Qamar Ahmed

Personal information
- Born: 23 October 1937 Mughal Serai, United Provinces, British India
- Died: 18 June 2026 (aged 88) Karachi, Sindh, Pakistan
- Batting: Right-handed
- Bowling: Slow left-arm orthodox

Domestic team information
- 1956–57 to 1957–58: Sind
- 1958–59 to 1962–63: Hyderabad

Career statistics
| Competition | First-class |
| Matches | 17 |
| Runs scored | 371 |
| Batting average | 12.79 |
| 100s/50s | 0/1 |
| Top score | 68 not out |
| Balls bowled | 2023 |
| Wickets | 36 |
| Bowling average | 29.11 |
| 5 wickets in innings | 1 |
| 10 wickets in match | 0 |
| Best bowling | 6/36 |
| Catches/stumpings | 8/– |
- Source: Cricinfo, 27 August 2015

= Qamar Ahmed =

Pakistani cricketer and journalist (1937–2026)

Qamar Ahmed (قمر احمد); (23 October 1937 – 18 June 2026) was a Pakistani cricket journalist and first-class cricketer who played for Sindh and Hyderabad cricket teams. He reported on more than 400 Test matches and the first eight Cricket World Cups.

(Pointing dataset records)
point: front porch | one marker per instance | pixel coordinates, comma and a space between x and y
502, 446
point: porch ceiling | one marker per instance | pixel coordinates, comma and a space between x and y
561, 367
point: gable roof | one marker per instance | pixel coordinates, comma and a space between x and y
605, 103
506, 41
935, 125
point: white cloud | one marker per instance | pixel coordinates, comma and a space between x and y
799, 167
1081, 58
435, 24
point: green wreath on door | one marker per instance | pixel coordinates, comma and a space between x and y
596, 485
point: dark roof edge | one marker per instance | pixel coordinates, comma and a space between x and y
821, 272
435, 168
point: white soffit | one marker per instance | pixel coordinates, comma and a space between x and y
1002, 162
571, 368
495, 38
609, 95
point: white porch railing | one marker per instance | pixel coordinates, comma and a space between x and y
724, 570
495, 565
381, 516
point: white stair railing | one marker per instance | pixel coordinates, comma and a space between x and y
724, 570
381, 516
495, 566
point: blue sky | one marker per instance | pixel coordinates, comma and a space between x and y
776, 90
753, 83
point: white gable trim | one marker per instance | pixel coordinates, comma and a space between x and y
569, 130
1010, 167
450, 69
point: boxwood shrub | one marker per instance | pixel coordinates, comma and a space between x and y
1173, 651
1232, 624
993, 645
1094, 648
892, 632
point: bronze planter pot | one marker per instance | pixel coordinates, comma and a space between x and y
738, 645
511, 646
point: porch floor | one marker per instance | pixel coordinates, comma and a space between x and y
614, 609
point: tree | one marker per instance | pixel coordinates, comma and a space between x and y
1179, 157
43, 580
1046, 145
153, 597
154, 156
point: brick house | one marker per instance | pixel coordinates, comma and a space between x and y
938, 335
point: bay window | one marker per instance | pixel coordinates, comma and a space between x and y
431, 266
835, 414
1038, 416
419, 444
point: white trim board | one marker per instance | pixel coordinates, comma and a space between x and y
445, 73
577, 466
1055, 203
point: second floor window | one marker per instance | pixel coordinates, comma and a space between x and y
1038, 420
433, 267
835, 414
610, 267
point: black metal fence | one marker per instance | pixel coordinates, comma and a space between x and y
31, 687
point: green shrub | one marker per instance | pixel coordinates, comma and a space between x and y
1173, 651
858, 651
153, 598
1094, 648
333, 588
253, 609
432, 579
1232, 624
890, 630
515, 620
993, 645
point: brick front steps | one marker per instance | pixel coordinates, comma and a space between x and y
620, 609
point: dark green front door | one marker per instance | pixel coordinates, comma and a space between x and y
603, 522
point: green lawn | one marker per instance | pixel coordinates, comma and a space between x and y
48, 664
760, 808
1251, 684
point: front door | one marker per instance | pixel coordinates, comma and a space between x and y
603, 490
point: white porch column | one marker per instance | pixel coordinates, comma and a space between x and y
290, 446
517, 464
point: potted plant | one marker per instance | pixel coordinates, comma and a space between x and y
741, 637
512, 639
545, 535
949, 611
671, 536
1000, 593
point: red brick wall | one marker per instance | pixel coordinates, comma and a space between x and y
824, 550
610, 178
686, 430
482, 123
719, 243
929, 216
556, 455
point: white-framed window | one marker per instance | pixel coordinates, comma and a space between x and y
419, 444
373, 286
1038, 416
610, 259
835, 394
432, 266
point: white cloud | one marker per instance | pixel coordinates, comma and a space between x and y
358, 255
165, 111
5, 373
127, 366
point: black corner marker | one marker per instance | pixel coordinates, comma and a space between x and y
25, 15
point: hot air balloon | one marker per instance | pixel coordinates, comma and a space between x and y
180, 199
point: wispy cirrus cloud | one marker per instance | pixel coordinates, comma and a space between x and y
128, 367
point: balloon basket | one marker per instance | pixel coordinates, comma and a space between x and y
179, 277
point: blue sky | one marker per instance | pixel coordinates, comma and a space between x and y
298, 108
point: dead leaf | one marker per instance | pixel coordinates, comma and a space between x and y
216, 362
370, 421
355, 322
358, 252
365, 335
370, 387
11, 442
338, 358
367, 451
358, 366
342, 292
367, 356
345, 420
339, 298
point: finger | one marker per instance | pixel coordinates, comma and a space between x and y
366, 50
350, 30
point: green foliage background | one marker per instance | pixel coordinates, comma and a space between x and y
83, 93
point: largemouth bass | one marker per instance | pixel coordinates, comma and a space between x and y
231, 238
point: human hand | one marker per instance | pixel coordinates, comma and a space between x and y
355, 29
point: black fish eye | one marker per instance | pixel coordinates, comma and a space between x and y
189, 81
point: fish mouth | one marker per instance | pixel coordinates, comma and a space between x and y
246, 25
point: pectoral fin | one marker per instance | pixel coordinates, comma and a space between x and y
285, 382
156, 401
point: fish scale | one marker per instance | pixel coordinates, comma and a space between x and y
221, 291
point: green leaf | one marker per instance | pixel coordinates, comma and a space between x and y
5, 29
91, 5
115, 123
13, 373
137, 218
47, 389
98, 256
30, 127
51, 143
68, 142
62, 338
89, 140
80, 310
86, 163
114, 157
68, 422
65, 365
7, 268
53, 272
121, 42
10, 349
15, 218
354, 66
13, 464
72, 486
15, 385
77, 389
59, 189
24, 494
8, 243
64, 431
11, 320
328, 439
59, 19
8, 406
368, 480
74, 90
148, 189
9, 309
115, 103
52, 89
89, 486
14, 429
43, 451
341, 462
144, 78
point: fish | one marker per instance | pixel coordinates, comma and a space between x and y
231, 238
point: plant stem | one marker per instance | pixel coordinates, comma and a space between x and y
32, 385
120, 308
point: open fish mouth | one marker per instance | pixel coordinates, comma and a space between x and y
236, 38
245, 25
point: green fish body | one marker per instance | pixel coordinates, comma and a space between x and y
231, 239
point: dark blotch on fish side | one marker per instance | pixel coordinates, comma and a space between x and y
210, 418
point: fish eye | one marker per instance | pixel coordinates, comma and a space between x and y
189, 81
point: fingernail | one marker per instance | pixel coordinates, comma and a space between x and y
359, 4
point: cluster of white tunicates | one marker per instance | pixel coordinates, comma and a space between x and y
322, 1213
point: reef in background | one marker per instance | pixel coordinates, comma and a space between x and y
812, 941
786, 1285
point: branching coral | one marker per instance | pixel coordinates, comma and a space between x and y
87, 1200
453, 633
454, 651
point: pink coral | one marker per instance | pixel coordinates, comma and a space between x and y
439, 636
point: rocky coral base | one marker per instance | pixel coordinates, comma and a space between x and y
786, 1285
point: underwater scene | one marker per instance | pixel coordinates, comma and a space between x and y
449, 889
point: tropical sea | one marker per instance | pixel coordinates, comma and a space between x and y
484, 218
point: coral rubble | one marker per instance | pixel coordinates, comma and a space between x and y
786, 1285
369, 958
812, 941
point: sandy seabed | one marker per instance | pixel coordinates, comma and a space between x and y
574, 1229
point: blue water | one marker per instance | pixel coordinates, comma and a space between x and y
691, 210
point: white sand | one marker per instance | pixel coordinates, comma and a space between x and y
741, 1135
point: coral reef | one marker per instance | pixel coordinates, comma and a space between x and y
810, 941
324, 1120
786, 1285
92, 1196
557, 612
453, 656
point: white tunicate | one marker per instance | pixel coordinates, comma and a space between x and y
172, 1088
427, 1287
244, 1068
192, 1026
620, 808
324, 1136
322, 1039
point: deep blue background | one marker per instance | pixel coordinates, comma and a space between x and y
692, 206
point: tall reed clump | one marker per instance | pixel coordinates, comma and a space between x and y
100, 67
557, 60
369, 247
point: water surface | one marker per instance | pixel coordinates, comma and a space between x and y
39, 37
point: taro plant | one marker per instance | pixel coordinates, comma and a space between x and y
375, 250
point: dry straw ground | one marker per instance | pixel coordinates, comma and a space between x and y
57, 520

- Given instruction 1:
According to the Qamar Ahmed profile, what was his bowling style?
- Given instruction 2:
List each batting statistic in the career statistics table of the Qamar Ahmed profile, along with its value.
- Given instruction 3:
Please write what comes next in the Qamar Ahmed profile, picking up after its last sentence.
The records are separate material from the Qamar Ahmed profile.

- Exercise answer 1:
Slow left-arm orthodox.

- Exercise answer 2:
Runs scored: 371
Batting average: 12.79
100s/50s: 0/1
Top score: 68 not out

- Exercise answer 3:
==Early life==
Born in the United Provinces of British India, Ahmed was the fifth of nine children – six sisters and three brothers. The family migrated to Pakistan following the end of the British rule in the sub-continent, and settled in Hyderabad.

==Playing career==
Ahmed made his first-class debut for Sind against Karachi Whites in the Quaid-e-Azam Trophy in 1956–57, taking 3 for 60 in an innings defeat for Sind. He and the future Test player Mushtaq Mohammad, who was also making his first-class debut for Karachi Whites, dismissed each other. He played again for Sind in 1957–58, but the Sind team was discontinued in 1958, and he began playing for the new Hyderabad team in 1958–59. When Hyderabad won for the first time, against Khairpur in 1959–60, Ahmed took 6 for 36 with his left-arm spin in the second innings.

He captained Hyderabad in the Quaid-e-Azam Trophy in 1961–62, but they lost all three of their matches, failing to dismiss any of their opponents.

His highest score was 68 not out at number 10 for Hyderabad against Karachi A in 1962–63.

In Wounded Tiger, his history of Pakistan cricket, Peter Oborne says Ahmed has the unique distinction of having dismissed all five brothers of the famous Mohammad family in first-class cricket. In fact, although he did dismiss Hanif, Mushtaq and Sadiq, he did not dismiss Wazir or Raees – at least not in first-class cricket.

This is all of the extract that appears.